Task prompt
Using the string "grass" as the key, pull each matching line out of the records below.

Records to use
****
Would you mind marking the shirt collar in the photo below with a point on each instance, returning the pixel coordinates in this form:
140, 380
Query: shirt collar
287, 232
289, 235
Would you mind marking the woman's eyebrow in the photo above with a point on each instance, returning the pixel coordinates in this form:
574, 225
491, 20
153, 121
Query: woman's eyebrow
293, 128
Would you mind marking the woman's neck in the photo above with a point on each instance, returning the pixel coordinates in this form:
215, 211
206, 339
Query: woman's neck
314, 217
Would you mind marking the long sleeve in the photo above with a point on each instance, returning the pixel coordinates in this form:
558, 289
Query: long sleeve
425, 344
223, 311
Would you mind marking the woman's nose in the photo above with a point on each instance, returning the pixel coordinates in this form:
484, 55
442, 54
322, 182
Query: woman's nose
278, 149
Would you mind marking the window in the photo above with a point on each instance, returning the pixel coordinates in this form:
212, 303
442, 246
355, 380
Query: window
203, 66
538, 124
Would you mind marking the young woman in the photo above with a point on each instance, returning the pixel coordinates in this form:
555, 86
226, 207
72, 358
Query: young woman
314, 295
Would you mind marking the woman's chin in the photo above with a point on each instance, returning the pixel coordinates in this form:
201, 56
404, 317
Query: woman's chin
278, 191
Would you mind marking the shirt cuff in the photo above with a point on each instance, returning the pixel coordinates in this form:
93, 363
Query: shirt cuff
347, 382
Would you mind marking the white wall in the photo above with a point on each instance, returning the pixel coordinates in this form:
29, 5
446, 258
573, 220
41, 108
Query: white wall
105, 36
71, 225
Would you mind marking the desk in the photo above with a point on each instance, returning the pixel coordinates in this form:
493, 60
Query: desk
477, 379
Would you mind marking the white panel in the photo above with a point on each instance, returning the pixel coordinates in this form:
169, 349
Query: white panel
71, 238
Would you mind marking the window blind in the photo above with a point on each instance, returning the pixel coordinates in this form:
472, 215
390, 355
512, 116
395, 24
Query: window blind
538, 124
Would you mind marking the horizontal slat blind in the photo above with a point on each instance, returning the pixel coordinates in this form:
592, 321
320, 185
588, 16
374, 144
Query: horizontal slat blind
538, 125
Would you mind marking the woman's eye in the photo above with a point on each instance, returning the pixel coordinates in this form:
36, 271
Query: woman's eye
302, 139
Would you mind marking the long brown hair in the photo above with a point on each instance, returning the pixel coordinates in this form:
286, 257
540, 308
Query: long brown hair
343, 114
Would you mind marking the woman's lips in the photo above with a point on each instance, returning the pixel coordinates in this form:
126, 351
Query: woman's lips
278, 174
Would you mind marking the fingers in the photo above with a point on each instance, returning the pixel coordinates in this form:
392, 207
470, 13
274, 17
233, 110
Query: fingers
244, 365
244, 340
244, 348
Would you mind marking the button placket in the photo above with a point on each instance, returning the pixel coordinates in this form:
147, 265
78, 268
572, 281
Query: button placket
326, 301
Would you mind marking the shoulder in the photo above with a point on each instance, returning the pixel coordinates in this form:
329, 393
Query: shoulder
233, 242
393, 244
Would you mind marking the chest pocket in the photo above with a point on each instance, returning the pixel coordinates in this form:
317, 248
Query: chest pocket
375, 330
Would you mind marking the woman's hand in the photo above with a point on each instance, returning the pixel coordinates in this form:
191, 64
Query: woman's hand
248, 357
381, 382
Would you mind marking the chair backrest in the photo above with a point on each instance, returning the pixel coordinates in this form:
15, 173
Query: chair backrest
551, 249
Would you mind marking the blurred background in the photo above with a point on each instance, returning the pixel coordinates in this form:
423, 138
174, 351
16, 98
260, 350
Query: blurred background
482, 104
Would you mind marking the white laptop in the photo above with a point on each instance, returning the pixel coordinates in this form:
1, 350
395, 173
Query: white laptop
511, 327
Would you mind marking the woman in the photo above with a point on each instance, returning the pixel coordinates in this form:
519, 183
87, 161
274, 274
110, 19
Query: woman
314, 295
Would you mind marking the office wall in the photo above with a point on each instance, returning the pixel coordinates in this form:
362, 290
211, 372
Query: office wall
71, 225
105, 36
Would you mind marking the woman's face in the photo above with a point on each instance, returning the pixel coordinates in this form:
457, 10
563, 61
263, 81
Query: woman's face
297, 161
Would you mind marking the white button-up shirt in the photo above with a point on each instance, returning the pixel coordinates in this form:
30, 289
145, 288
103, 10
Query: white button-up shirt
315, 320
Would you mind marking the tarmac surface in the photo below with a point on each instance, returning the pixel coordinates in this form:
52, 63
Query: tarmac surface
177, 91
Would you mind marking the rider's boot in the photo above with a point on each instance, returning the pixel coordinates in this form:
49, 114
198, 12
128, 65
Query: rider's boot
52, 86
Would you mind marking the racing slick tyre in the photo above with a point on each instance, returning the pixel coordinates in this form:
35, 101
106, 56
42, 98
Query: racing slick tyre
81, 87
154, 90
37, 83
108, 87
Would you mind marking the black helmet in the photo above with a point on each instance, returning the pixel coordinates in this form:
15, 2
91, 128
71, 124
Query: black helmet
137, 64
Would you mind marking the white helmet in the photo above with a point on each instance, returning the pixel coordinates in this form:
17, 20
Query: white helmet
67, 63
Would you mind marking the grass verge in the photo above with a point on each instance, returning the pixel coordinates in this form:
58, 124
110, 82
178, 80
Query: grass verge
****
Written response
Would you mind marking the grass verge in the photo above with a point on each instance, returning the pixel coordinates in this form:
Query: grass verge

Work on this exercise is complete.